Direction: Transcribe the data that follows precisely, omitting nothing.

>> Begin Records

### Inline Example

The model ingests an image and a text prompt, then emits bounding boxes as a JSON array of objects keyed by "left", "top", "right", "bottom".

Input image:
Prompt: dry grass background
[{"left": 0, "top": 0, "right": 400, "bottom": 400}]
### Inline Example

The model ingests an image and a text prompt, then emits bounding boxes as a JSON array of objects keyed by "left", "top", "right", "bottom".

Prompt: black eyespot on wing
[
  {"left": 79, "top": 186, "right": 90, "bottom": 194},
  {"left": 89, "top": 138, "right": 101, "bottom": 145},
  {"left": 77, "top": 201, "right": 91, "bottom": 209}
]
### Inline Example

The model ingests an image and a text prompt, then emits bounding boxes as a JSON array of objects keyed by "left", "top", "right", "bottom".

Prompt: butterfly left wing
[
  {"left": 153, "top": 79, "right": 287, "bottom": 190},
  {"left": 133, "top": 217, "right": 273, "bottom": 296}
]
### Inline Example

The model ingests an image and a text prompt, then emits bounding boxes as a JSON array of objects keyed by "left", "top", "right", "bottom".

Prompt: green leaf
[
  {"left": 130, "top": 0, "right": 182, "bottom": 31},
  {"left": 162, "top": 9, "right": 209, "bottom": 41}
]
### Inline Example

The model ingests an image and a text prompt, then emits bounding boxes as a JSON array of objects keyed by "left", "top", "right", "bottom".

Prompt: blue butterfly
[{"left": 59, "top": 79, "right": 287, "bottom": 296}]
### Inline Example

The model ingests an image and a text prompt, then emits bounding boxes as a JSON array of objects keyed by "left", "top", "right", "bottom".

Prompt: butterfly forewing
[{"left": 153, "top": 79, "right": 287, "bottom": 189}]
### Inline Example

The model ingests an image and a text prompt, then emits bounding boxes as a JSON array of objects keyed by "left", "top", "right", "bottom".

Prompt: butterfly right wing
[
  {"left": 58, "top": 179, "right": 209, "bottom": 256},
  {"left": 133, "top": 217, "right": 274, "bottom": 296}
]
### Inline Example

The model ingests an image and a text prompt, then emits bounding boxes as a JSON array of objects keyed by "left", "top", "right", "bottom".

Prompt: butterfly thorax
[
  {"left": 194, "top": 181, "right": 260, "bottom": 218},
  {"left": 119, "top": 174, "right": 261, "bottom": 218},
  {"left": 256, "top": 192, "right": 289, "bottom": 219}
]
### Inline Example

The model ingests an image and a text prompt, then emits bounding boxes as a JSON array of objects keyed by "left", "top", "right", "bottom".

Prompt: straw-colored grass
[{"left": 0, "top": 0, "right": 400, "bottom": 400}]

>> End Records

Complete response:
### Inline Example

The model ingests an image and a text prompt, then emits bounding boxes as a JSON array of objects keyed by "left", "top", "right", "bottom".

Input image:
Prompt: dry grass background
[{"left": 0, "top": 0, "right": 400, "bottom": 400}]
### Inline Example

The model ingests an image and a text prompt, then emits bounding boxes as a JSON array of objects keyed by "left", "top", "right", "bottom".

Prompt: black eyespot on wing
[
  {"left": 79, "top": 186, "right": 90, "bottom": 194},
  {"left": 89, "top": 138, "right": 101, "bottom": 145},
  {"left": 77, "top": 201, "right": 91, "bottom": 209}
]
### Inline Example

The model ingests an image and a text prompt, then emits bounding boxes as a JSON array of objects keyed by "left", "top", "right", "bottom".

Prompt: butterfly left wing
[
  {"left": 153, "top": 79, "right": 287, "bottom": 190},
  {"left": 133, "top": 217, "right": 273, "bottom": 296}
]
### Inline Example

The model ingests an image and a text prompt, then emits bounding boxes as a JSON array of objects keyed by "left", "top", "right", "bottom".

Prompt: green leaf
[
  {"left": 130, "top": 0, "right": 182, "bottom": 31},
  {"left": 162, "top": 9, "right": 209, "bottom": 41}
]
### Inline Example

The model ingests an image and a text prompt, then emits bounding boxes as a JSON array of objects keyed by "left", "top", "right", "bottom".

Prompt: blue butterfly
[{"left": 59, "top": 79, "right": 287, "bottom": 296}]
### Inline Example

The model ingests an image and a text prompt, then emits bounding boxes as a JSON array of objects keyed by "left", "top", "right", "bottom".

Prompt: butterfly forewing
[{"left": 153, "top": 79, "right": 287, "bottom": 189}]
### Inline Example

The model ingests an image and a text prompt, then emits bounding boxes as a JSON array of objects keyed by "left", "top", "right", "bottom".

Prompt: butterfly right wing
[
  {"left": 58, "top": 179, "right": 209, "bottom": 256},
  {"left": 133, "top": 217, "right": 274, "bottom": 296}
]
### Inline Example

The model ingests an image and a text prompt, then emits bounding boxes as a JSON array of objects keyed by "left", "top", "right", "bottom".

Prompt: butterfly thorax
[
  {"left": 194, "top": 181, "right": 260, "bottom": 218},
  {"left": 119, "top": 174, "right": 261, "bottom": 218},
  {"left": 256, "top": 192, "right": 289, "bottom": 219}
]
### Inline Example

The model ingests an image and a text prompt, then emits bounding boxes as a JSON array of objects keyed by "left", "top", "right", "bottom".

Prompt: straw-colored grass
[{"left": 0, "top": 0, "right": 400, "bottom": 400}]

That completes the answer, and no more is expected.